What you need to do: Find the line that contains "Category: striped shirt". Repeat that line and all lines following it, exactly, through the end of the listing below.

Records provided:
━━━━━━━━━━━━━━━━

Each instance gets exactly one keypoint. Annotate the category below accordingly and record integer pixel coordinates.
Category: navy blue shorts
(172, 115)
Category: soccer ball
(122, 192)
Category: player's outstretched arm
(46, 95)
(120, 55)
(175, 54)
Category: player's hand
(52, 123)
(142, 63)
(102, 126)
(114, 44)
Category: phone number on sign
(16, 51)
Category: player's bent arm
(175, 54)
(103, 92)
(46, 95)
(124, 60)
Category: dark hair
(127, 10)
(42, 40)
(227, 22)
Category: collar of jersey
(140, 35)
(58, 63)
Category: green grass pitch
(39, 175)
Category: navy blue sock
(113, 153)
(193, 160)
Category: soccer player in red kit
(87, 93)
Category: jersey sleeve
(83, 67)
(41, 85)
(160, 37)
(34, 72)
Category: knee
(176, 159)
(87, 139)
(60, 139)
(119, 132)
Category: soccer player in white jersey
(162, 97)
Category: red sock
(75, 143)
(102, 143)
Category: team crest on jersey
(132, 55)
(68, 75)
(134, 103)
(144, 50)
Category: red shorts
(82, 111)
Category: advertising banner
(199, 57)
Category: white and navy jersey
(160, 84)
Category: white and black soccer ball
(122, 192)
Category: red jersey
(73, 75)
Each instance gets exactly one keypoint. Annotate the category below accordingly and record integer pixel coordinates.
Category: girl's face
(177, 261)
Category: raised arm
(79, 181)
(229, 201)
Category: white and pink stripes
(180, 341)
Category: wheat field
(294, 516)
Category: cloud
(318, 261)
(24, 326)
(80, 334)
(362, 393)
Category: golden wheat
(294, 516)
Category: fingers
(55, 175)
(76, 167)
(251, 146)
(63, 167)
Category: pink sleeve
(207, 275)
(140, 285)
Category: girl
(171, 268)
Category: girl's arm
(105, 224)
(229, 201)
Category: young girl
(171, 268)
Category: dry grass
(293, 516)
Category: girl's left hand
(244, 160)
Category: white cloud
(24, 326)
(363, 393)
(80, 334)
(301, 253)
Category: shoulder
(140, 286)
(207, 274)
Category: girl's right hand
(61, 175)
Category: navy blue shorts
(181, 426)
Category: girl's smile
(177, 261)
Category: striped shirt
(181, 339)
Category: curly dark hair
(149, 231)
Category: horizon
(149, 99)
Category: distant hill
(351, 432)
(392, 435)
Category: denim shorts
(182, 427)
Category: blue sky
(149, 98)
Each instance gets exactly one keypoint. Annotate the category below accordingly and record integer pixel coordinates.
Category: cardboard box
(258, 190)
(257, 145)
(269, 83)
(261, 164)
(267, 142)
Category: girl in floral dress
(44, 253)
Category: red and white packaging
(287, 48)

━━━━━━━━━━━━━━━━

Task response:
Category: striped shirt
(181, 339)
Category: curly dark hair
(149, 231)
Category: horizon
(149, 99)
Category: distant hill
(351, 432)
(392, 435)
Category: denim shorts
(182, 427)
Category: blue sky
(149, 98)
Each instance gets exactly one keypoint. Annotate the category below accordingly and record integer pixel coordinates.
Category: cardboard box
(258, 190)
(257, 145)
(269, 83)
(261, 164)
(267, 142)
Category: girl in floral dress
(44, 253)
Category: red and white packaging
(287, 48)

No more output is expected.